> **Brief**: Search each line below for "tree", then return the lines where it appears.

(Natural language region descriptions)

^^^^^^^^^^^^^^^^

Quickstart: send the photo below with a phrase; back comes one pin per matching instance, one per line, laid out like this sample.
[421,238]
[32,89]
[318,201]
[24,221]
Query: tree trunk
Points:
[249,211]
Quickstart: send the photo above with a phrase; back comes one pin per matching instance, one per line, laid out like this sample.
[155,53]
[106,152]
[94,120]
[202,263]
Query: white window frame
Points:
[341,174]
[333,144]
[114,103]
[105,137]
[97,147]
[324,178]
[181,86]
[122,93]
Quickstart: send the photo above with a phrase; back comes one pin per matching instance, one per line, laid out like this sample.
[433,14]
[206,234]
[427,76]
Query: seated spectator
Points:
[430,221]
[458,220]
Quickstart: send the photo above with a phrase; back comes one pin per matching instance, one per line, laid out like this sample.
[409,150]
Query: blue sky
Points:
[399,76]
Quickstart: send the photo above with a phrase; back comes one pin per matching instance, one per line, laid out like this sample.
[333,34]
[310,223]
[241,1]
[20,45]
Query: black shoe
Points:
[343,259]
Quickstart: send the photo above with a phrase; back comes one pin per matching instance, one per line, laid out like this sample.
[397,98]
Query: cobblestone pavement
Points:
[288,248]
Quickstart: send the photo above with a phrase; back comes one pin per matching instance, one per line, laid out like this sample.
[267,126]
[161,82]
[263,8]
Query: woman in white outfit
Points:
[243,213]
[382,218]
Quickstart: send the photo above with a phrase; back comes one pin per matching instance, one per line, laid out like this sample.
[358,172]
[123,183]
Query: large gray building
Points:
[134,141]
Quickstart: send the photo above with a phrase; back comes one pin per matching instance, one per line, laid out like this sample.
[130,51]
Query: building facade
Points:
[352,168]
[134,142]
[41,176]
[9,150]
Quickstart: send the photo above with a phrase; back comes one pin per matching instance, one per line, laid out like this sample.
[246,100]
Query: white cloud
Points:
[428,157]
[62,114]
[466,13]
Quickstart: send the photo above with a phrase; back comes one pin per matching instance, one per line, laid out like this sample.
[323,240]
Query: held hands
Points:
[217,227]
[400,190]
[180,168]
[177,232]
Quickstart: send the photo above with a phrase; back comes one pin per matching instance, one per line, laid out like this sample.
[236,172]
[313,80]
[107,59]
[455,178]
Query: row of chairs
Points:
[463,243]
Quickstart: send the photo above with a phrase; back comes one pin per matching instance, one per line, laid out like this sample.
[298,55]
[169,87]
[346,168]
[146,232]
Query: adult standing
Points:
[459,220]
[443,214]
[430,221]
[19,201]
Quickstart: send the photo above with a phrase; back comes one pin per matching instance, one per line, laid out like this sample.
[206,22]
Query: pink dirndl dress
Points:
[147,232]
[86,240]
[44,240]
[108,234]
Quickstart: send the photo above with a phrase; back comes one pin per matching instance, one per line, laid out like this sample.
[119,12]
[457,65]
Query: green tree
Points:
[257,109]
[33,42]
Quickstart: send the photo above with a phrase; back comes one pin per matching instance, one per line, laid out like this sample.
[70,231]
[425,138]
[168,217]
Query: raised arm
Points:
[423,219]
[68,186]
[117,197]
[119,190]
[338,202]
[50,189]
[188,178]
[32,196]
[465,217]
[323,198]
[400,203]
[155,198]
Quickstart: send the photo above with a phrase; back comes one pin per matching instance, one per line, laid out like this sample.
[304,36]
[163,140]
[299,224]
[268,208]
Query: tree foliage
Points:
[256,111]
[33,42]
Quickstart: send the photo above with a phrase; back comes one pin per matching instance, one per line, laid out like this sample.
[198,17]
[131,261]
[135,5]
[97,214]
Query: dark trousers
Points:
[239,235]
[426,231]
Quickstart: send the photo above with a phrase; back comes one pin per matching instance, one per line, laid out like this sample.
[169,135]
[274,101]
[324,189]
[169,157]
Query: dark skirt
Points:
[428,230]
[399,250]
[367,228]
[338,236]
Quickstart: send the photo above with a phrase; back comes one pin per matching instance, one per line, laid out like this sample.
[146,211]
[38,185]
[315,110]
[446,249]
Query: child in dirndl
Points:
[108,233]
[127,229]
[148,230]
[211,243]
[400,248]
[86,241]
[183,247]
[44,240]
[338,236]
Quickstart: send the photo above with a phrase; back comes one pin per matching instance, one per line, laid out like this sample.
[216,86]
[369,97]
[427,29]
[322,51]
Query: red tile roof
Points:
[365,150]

^^^^^^^^^^^^^^^^

> **The completed task**:
Query: tree trunk
Query: green tree
Query: tree foliage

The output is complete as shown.